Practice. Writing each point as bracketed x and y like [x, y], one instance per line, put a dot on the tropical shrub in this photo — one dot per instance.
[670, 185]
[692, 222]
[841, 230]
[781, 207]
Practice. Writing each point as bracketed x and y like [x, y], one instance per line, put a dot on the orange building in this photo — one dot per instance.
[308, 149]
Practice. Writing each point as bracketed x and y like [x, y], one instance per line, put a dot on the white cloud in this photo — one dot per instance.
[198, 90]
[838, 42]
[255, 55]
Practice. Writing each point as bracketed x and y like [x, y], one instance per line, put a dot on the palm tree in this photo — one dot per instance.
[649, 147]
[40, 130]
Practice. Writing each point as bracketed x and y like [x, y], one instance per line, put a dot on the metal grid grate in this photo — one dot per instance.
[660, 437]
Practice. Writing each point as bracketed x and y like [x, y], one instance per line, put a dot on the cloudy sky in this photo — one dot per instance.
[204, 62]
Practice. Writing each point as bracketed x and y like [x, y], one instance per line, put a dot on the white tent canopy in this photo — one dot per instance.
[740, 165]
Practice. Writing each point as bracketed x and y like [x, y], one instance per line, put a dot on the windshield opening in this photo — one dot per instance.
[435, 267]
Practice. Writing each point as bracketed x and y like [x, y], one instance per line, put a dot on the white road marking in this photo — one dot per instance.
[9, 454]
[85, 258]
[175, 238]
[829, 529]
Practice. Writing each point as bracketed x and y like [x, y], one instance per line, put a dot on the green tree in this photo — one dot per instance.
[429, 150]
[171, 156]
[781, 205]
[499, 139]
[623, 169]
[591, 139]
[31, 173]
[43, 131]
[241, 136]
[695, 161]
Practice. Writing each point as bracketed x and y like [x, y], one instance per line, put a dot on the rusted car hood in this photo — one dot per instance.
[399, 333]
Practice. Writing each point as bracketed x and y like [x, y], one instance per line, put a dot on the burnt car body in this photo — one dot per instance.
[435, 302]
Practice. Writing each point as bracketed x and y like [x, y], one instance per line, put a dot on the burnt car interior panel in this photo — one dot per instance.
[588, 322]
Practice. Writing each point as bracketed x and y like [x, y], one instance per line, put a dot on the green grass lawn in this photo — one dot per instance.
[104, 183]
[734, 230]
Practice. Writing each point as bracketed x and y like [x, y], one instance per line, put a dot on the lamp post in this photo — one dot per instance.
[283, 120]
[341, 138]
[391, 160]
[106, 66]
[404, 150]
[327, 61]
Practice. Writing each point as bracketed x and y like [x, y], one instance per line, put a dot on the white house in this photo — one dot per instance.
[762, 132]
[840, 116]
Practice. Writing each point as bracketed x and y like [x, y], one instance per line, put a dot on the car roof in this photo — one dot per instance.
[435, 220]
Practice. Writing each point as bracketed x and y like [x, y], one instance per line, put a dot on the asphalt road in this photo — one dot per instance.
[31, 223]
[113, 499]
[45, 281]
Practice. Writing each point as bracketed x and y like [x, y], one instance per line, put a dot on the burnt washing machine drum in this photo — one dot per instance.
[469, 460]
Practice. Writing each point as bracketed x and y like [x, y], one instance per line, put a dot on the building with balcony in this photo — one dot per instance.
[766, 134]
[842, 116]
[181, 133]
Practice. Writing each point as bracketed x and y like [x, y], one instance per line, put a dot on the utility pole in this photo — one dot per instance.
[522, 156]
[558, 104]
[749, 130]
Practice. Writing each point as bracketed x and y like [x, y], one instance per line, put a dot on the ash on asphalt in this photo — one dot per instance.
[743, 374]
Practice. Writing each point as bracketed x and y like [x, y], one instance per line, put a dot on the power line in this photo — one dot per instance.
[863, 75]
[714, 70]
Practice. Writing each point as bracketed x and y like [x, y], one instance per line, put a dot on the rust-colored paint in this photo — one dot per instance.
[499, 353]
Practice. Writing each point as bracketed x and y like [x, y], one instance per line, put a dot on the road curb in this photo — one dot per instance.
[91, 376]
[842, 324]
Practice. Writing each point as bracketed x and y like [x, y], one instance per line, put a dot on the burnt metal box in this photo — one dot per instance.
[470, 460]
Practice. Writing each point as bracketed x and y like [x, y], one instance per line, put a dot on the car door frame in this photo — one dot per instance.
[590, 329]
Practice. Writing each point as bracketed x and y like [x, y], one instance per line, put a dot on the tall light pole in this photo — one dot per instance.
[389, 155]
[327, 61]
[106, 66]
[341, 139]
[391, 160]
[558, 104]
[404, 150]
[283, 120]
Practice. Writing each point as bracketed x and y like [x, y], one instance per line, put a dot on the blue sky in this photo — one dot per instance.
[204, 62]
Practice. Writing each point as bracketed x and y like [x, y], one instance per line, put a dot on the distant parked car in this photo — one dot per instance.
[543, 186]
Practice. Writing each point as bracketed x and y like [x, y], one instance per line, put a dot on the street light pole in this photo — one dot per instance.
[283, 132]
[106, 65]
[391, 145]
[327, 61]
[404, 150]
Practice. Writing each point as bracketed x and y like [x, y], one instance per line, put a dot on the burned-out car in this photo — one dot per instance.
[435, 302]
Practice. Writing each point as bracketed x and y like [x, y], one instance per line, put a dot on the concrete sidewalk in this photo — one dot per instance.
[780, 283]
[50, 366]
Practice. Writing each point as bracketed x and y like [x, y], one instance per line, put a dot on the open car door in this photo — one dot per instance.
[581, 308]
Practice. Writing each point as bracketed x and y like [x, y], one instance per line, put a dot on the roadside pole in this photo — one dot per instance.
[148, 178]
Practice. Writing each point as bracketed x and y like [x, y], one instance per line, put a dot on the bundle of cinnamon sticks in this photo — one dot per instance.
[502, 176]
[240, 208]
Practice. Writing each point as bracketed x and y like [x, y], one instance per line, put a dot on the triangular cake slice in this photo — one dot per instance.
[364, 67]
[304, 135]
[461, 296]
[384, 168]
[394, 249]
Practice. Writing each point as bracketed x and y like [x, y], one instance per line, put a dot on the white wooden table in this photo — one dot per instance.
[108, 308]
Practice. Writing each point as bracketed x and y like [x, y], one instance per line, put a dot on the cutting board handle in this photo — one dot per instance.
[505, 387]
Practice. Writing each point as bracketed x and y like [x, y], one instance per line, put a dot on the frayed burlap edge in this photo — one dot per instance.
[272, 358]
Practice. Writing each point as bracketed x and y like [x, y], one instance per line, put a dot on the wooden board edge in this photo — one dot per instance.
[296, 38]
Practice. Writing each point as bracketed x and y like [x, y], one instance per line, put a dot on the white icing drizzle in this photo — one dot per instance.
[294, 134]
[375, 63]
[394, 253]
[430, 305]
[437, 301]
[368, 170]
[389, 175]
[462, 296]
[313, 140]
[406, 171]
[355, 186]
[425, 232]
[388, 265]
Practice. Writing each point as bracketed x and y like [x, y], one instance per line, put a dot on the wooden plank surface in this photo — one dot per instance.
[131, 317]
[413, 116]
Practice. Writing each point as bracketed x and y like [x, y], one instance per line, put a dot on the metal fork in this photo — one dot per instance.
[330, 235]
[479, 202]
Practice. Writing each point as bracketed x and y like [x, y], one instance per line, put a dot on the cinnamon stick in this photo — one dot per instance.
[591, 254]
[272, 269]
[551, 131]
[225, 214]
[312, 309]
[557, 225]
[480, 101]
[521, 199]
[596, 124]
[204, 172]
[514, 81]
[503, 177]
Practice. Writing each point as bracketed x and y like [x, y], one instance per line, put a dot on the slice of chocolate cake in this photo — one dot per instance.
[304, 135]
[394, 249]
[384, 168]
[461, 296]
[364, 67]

SET PROBLEM -> Take the material above and return all of it exactly.

FULL RESPONSE ->
Practice. Writing each point as bracketed x and y like [x, y], one instance per line, put a dot on the tropical shrub in this photo — one dot per instance.
[670, 185]
[692, 222]
[841, 230]
[781, 207]
Practice. Writing each point as bracketed x and y like [x, y], one instance per line, put a dot on the orange building in this photo — one dot per instance.
[308, 149]
Practice. Writing each point as bracketed x and y like [x, y], one instance per line, put a dot on the white cloud in this photo — one dot per instance.
[198, 90]
[838, 42]
[255, 55]
Practice. Writing each point as bracketed x and y like [x, y], one instance per line, put a dot on the palm tree in this photo — one dot per instance.
[649, 147]
[40, 130]
Practice. Writing each point as bracketed x and y like [x, y], one instance per line, put a dot on the metal grid grate in this photo — one dot per instance.
[660, 437]
Practice. Writing each point as bracketed x and y like [x, y], one instance per line, put a dot on the cloudy sky in this photo — one dot per instance.
[204, 62]
Practice. Writing each point as bracketed x and y like [x, y], one instance per line, put a dot on the white tent canopy in this photo — one dot per instance.
[740, 165]
Practice. Writing each point as bracketed x and y like [x, y], one instance per line, put a dot on the windshield opening in this photo — one dot per instance.
[435, 267]
Practice. Writing each point as bracketed x and y like [x, y], one instance per line, put a dot on the white road marking in this photo — one dot per instance.
[9, 454]
[85, 258]
[175, 238]
[829, 529]
Practice. Writing each point as bracketed x and y like [x, y], one instance per line, put a dot on the green tree in this photo — one dot per instance.
[429, 150]
[171, 156]
[781, 205]
[499, 139]
[623, 169]
[591, 139]
[31, 173]
[43, 131]
[241, 136]
[695, 161]
Practice. Writing each point as bracketed x and y like [x, y], one instance per line, put a dot on the rusted car hood in this photo — one dot per instance.
[399, 333]
Practice. Writing each point as bracketed x and y like [x, y], one instance per line, put a dot on the burnt car body in this photo — one dot per instance.
[435, 302]
Practice. Writing each point as bracketed x and y like [x, y], one instance per line, put a dot on the burnt car interior panel in this photo — one dot per instance.
[588, 322]
Practice. Writing each point as bracketed x and y like [x, y], one instance per line, put a dot on the green grass lawn in this photo — one dot per instance.
[104, 183]
[734, 230]
Practice. Writing each point as bracketed x and y like [x, y], one instance per line, put a dot on the lamp post in this photo — one dot per instance.
[283, 120]
[341, 138]
[391, 160]
[106, 66]
[404, 150]
[327, 61]
Practice. Writing each point as bracketed x and y like [x, y], one instance per line, put a dot on the white house in this photo — one dot per instance.
[762, 132]
[840, 116]
Practice. Writing each point as bracketed x and y like [x, y], one instance per line, put a dot on the car roof in this photo — one dot per instance.
[435, 220]
Practice. Writing each point as bracketed x and y like [x, y], one instance per line, put a dot on the asphalt road in this photo — one dot per instance.
[31, 223]
[113, 499]
[45, 281]
Practice. Writing each point as bracketed x and y like [x, y], one instance per line, put a dot on the burnt washing machine drum in this photo — one dot per instance.
[469, 460]
Practice. Writing each point as bracketed x and y like [x, y], one instance per line, put a dot on the building with balcony in this photo — one dot per instance.
[766, 134]
[842, 116]
[181, 133]
Practice. Writing each point as bracketed x and y like [x, y], one instance per line, put a dot on the utility pole in this photo — one dot per instance.
[522, 156]
[558, 104]
[749, 130]
Practice. Writing each point as bracketed x and y like [x, y], one instance per line, put a dot on the ash on asphalt in this photo — one dot per instance.
[743, 374]
Practice. Writing each point as bracketed x and y like [x, y], one instance per line, put a dot on the power line in this photo — one dot per instance.
[863, 75]
[714, 70]
Practice. Writing each point as bracketed x and y like [x, y], one instance per line, put a dot on the rust-colored paint in this photo — one dot per instance.
[499, 353]
Practice. Writing each point as bracketed x and y like [x, y], one instance per line, put a dot on the road curb in this photo — one dot per instance.
[91, 376]
[842, 324]
Practice. Writing each point as bracketed x and y like [x, y], one instance per line, put a dot on the burnt metal box in this photo — one dot per instance.
[470, 460]
Practice. Writing each point as bracketed x and y like [x, y], one instance per line, put a dot on the car door frame in this photo — one dot per instance.
[590, 329]
Practice. Writing each point as bracketed x and y like [x, y], one instance per line, put a dot on the tall light pole in this photo — one dot per instance.
[389, 155]
[327, 61]
[106, 66]
[341, 139]
[391, 160]
[558, 104]
[404, 150]
[283, 120]
Practice. Writing each point as bracketed x and y like [x, y], one instance per line, put a dot on the blue sky in this photo — one dot per instance.
[204, 62]
Practice. Writing each point as bracketed x and y like [x, y], one instance per line, put a dot on the distant parked car in this photo — one dot per instance.
[543, 186]
Practice. Writing each point as bracketed x and y like [x, y], one instance per line, put a dot on the street light pole in this photo — one dot per instance.
[283, 132]
[106, 65]
[391, 145]
[327, 61]
[404, 150]
Practice. Writing each point as bracketed x and y like [x, y], one instance per line, put a dot on the burned-out car in this photo — one dot per instance.
[435, 302]
Practice. Writing each point as bracketed x and y like [x, y], one instance per line, put a dot on the concrete sidewalk in this photo — one dot per instance.
[780, 283]
[50, 366]
Practice. Writing each point as bracketed x and y like [x, y], one instance per line, put a dot on the open car door in this photo — one dot per instance.
[581, 308]
Practice. Writing each point as bracketed x and y like [x, y], one instance per line, put a dot on the roadside pole in this photo — one dot per instance.
[148, 178]
Practice. Writing each point as bracketed x and y like [x, y], one instance per line, put a dot on the bundle of cinnamon sticks in this photo — one dot per instance.
[502, 176]
[240, 208]
Practice. Writing each point as bracketed x and y like [x, y], one instance per line, put a dot on the triangular cake slice in this photo — one dot per instance.
[364, 67]
[304, 135]
[461, 296]
[384, 168]
[394, 249]
Practice. Writing each point as bracketed x and y like [x, y], one instance per line, put a dot on the white wooden table in this photo — one dot per instance.
[108, 308]
Practice. Writing each point as bracketed x and y like [x, y], one instance per line, put a dot on the cutting board handle in this photo — one dot per instance.
[505, 387]
Practice. Writing each point as bracketed x and y like [x, y], one instance per line, put a dot on the frayed burlap edge in this photo — one dot per instance.
[272, 358]
Practice. Writing each point as bracketed x and y like [x, y], one instance per line, put a dot on the wooden board edge in this photo — one dot per instance.
[296, 38]
Practice. Writing each point as bracketed x and y like [x, y], one instance per line, put a dot on the white icing drizzle in this photo — one dot per instance.
[294, 134]
[375, 63]
[394, 253]
[430, 305]
[437, 301]
[368, 170]
[389, 175]
[462, 296]
[313, 140]
[406, 171]
[355, 186]
[425, 232]
[388, 265]
Practice. Writing each point as bracketed x and y like [x, y], one instance per line, put a dot on the wooden plank surface in this photo — one dot per instance.
[131, 317]
[413, 116]
Practice. Writing each point as bracketed x and y like [x, y], one instance per line, put a dot on the metal fork in this photo — one dot per instance.
[330, 235]
[479, 202]
Practice. Writing each point as bracketed x and y like [x, y], one instance per line, put a dot on the cinnamon stick in this photo — one dot per instance.
[591, 254]
[272, 269]
[551, 131]
[225, 214]
[312, 309]
[557, 225]
[480, 101]
[521, 199]
[596, 124]
[204, 172]
[514, 81]
[503, 177]
Practice. Writing each point as bracketed x and y like [x, y], one instance per line, put a dot on the slice of chocolate cake in this photo — one dot per instance.
[304, 135]
[394, 249]
[384, 168]
[461, 296]
[364, 67]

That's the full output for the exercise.